BEGIN

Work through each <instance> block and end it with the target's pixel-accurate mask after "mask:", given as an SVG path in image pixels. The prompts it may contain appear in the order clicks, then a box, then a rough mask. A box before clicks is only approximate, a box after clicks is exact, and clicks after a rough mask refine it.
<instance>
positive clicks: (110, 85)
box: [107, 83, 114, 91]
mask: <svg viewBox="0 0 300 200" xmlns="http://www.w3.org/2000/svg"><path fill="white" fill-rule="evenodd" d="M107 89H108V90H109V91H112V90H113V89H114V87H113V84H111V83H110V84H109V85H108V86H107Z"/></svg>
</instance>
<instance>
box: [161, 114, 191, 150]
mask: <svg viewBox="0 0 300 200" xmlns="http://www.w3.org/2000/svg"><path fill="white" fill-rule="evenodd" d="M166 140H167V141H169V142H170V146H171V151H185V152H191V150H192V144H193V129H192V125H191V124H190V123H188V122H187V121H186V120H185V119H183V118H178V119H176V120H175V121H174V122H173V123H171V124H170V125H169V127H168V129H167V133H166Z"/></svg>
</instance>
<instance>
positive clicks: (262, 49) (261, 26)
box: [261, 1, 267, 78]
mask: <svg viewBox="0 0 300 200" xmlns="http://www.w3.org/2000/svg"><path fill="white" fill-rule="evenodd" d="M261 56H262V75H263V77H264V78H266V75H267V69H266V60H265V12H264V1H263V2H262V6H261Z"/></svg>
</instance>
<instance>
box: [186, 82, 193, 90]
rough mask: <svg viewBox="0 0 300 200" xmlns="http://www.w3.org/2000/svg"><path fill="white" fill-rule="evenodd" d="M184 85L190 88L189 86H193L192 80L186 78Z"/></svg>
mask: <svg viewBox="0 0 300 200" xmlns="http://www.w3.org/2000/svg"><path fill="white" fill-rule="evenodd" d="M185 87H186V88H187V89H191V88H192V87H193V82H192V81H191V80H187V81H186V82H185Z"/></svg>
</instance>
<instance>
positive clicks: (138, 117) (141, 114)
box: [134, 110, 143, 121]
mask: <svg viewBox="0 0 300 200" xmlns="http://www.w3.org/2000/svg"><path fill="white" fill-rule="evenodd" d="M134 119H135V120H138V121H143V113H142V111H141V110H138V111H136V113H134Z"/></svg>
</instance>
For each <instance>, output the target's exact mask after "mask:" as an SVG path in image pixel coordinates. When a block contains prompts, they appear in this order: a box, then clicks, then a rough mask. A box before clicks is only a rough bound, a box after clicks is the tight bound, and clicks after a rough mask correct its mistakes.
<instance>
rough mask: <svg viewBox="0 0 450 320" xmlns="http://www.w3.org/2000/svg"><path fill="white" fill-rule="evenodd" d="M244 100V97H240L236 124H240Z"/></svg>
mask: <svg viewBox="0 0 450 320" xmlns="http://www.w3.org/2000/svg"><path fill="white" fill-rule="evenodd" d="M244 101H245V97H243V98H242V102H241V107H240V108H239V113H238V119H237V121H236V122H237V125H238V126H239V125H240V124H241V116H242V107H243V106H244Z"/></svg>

END
BEGIN

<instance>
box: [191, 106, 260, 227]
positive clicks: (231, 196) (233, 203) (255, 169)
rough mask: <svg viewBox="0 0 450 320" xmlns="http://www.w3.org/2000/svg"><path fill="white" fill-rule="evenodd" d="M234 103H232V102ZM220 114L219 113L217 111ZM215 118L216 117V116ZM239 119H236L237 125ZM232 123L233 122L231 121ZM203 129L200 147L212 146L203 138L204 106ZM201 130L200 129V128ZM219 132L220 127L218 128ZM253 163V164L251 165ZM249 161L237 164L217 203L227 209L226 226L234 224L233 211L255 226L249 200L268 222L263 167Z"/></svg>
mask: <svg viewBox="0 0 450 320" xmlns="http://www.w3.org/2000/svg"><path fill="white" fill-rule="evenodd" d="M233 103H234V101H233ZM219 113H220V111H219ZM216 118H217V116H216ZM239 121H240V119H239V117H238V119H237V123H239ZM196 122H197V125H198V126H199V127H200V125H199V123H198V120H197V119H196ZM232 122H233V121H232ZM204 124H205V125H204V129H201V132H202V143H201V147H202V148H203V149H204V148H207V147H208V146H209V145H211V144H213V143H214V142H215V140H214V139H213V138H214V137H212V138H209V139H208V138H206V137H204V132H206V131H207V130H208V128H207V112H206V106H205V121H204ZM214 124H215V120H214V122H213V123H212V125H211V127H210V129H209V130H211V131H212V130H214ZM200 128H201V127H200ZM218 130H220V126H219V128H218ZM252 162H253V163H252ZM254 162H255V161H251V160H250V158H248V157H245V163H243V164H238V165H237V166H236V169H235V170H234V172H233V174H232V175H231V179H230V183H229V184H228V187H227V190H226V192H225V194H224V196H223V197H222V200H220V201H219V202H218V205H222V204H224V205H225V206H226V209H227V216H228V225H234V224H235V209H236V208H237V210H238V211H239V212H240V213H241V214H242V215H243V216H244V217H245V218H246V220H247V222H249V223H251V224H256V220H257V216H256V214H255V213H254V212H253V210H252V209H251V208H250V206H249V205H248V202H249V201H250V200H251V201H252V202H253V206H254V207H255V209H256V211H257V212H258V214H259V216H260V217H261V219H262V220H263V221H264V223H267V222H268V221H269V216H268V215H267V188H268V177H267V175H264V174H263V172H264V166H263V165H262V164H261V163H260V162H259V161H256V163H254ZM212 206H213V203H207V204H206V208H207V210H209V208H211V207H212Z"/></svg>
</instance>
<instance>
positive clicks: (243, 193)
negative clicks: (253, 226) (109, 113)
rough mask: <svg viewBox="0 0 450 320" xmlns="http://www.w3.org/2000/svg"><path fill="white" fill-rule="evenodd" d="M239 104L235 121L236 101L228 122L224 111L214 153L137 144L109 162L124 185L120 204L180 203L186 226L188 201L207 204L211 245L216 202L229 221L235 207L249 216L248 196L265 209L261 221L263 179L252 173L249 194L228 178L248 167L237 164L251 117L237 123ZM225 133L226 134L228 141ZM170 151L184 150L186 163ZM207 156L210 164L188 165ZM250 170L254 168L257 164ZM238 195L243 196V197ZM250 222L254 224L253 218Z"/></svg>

END

What is required:
Reproduce the lines above unchanged, everything from the line that contains "Work through each" down to the line that contains "positive clicks: (110, 85)", both ends included.

Output below:
Work through each <instance> block and end it with the target's pixel-accurate mask after "mask:", given as an SVG path in image pixels. The prompts it may contain appear in the order clicks, then a box, then a rough mask. A box before clicks is only approximate, a box after clicks is exact, and clicks after a rough mask refine it.
<instance>
positive clicks: (110, 85)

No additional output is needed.